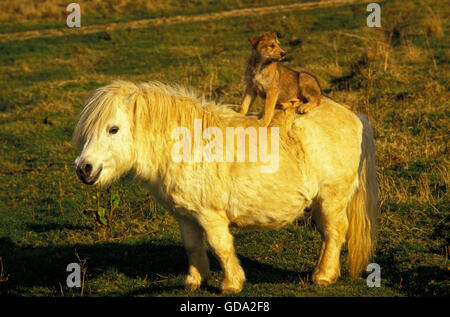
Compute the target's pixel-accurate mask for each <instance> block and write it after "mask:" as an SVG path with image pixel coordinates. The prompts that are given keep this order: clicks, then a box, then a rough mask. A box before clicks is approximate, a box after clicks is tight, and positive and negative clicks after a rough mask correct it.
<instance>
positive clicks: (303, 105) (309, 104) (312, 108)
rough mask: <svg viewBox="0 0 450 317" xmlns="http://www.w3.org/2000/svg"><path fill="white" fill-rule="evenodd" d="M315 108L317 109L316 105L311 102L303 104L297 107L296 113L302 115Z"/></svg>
mask: <svg viewBox="0 0 450 317" xmlns="http://www.w3.org/2000/svg"><path fill="white" fill-rule="evenodd" d="M315 107H317V105H316V104H314V103H312V102H308V103H304V104H302V105H300V106H298V108H297V113H301V114H304V113H307V112H309V111H311V110H312V109H314V108H315Z"/></svg>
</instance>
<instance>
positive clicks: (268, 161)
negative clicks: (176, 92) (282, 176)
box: [171, 119, 279, 173]
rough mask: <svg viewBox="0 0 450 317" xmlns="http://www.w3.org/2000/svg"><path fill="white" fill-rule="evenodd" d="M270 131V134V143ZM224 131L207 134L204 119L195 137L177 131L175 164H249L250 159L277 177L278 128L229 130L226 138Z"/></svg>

## WORK REQUIRED:
Your answer should be an exact copy of the records above, with no pictures in it.

## OUTPUT FOR THIS TASK:
Compute the target's pixel-accurate mask for each <instance> block and write it after "mask:" as an SVG path with image pixel coordinates. The prompts that are given keep this order: clicks, then a box, then a rough mask. A box before clicks is approximate, a box after clicks is tight, and positive and negative clicks after a rough mask correct it.
<instance>
positive clicks: (303, 105) (309, 104) (312, 108)
rough mask: <svg viewBox="0 0 450 317" xmlns="http://www.w3.org/2000/svg"><path fill="white" fill-rule="evenodd" d="M315 108L317 109L316 105L311 102L303 104L297 107L296 113L302 115Z"/></svg>
mask: <svg viewBox="0 0 450 317" xmlns="http://www.w3.org/2000/svg"><path fill="white" fill-rule="evenodd" d="M315 107H317V105H316V104H314V103H312V102H308V103H304V104H302V105H300V106H298V108H297V113H301V114H304V113H307V112H309V111H311V110H312V109H314V108H315Z"/></svg>
</instance>
<instance>
positive clicks: (268, 161)
negative clicks: (176, 92) (282, 176)
box: [171, 119, 279, 173]
rough mask: <svg viewBox="0 0 450 317" xmlns="http://www.w3.org/2000/svg"><path fill="white" fill-rule="evenodd" d="M270 131V134V143ZM224 131L207 134L204 119L195 137L177 131L175 164H249L250 159L277 177L278 128L229 130L226 138Z"/></svg>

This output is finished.